Excerpt from a dataset
....

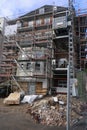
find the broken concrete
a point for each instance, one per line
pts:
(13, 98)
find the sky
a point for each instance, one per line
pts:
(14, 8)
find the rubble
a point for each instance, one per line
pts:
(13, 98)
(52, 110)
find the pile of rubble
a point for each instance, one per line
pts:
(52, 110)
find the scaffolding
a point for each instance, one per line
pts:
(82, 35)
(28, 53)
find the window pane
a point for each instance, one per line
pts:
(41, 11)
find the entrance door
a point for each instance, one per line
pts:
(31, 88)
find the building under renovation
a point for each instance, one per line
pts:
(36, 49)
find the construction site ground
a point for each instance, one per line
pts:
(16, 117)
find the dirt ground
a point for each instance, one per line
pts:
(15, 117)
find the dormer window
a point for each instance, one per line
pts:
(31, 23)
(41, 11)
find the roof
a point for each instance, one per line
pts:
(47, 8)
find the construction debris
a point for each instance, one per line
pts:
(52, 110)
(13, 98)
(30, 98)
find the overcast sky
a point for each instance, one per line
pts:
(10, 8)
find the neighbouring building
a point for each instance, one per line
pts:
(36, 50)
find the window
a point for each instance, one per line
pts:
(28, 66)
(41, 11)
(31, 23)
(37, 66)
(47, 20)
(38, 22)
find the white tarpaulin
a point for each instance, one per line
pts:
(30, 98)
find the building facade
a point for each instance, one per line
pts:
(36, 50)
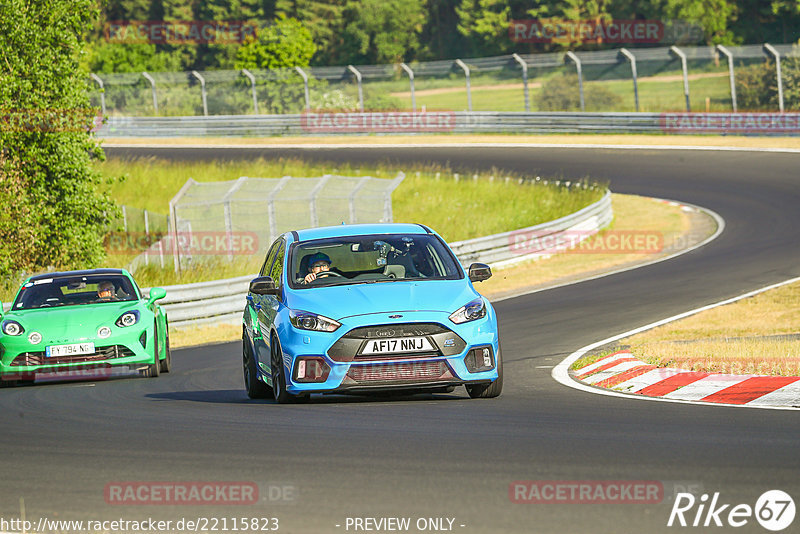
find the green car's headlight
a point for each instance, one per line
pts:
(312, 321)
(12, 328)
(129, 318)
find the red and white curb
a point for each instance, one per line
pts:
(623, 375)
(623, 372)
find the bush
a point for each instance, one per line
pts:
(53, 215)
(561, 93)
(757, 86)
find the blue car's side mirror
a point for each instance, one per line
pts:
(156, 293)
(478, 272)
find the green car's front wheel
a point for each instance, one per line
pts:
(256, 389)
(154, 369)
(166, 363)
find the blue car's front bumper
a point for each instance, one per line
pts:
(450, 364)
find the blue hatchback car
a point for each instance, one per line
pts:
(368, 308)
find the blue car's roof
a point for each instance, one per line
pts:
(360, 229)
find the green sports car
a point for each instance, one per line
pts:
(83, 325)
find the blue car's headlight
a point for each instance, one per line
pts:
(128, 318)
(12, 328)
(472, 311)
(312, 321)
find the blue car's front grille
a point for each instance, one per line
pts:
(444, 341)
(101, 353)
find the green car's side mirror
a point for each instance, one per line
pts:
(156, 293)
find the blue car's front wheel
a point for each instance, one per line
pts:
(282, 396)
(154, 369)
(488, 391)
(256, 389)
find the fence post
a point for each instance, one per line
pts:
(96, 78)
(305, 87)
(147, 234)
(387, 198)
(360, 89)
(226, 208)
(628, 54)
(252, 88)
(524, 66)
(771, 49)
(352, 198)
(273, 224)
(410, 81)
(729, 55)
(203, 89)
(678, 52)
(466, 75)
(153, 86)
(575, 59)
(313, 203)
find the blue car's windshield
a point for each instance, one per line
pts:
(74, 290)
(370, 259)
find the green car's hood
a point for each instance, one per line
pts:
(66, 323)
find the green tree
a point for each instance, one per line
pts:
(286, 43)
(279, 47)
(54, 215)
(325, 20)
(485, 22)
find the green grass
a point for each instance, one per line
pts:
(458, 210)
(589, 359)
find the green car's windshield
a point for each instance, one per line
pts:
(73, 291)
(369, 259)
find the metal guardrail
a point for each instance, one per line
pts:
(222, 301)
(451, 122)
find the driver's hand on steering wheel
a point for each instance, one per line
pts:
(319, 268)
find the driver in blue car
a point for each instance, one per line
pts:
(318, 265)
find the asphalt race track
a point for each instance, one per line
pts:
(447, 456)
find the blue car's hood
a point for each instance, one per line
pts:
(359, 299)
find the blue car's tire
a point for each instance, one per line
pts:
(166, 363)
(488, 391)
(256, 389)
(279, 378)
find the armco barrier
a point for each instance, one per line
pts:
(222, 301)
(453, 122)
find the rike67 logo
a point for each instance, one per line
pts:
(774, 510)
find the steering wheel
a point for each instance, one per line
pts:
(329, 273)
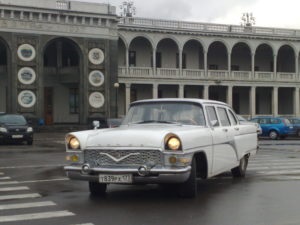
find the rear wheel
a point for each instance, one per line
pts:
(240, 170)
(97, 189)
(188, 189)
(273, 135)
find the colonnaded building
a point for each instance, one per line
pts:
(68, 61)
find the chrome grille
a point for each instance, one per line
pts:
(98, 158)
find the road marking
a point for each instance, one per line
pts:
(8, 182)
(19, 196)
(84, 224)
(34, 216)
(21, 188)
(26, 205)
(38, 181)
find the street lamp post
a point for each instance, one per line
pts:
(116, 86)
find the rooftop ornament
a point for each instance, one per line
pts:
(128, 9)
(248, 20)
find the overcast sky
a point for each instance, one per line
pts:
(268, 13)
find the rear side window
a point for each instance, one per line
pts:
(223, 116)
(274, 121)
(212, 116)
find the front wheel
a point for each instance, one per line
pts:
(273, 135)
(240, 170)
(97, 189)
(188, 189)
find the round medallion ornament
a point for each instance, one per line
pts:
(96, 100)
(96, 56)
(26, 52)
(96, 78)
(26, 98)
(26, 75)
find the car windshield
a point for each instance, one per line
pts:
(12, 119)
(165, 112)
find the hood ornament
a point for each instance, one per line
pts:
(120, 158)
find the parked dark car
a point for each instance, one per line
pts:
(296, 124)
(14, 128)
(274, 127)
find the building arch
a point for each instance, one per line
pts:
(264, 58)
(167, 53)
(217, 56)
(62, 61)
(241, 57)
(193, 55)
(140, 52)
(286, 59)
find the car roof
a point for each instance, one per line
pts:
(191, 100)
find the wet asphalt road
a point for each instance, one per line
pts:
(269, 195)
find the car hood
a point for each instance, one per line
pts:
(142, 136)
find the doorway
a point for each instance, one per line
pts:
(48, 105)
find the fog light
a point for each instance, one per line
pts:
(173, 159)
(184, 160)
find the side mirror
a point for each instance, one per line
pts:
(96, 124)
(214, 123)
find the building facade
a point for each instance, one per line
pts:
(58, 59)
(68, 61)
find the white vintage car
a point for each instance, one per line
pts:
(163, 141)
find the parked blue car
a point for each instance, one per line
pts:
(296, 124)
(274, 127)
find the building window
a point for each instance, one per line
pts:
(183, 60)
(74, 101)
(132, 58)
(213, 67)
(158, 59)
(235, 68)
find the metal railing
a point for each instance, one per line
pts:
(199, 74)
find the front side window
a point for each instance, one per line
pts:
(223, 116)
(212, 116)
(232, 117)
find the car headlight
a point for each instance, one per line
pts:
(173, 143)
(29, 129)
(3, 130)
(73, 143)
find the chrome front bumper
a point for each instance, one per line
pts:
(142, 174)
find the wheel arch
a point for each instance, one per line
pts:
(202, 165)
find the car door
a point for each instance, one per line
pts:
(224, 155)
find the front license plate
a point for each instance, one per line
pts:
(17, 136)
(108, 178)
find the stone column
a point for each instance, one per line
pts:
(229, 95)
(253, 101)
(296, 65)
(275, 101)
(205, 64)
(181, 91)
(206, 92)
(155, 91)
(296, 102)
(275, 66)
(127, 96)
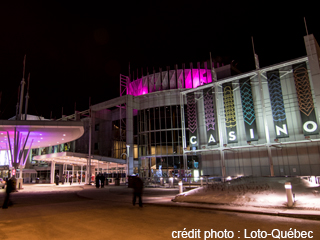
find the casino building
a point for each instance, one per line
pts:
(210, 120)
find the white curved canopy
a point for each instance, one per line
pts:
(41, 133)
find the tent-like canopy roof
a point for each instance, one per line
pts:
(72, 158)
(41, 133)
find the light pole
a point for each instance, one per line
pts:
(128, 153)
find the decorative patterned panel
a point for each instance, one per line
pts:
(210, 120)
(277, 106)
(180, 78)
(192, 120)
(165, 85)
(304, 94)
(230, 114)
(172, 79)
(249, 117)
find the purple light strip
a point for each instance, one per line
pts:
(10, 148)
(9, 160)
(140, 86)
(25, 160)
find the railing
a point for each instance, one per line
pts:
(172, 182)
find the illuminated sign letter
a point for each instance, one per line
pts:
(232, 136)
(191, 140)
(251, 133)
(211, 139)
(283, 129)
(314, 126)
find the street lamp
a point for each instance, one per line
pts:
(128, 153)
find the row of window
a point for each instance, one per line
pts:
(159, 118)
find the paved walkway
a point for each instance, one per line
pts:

....

PROBLEM TO SOLVE
Please copy the records from the line containing "find the purple light strip" through the end of the records, changing nothing.

SOLUTION TO THIS TASK
find the purple light strip
a point for each instance, one per line
pts:
(10, 148)
(9, 160)
(140, 86)
(25, 160)
find the railing
a point for each instance, one per line
pts:
(172, 182)
find the illuminated sign letter
a point for each instance, one per line
pts:
(232, 136)
(191, 140)
(251, 133)
(211, 139)
(283, 129)
(314, 126)
find the street lamp
a point for each instance, one per line
pts:
(128, 153)
find the row of window
a point for each instance, one per line
pts:
(159, 118)
find the paved walkway
a point for each instance, one per line
pts:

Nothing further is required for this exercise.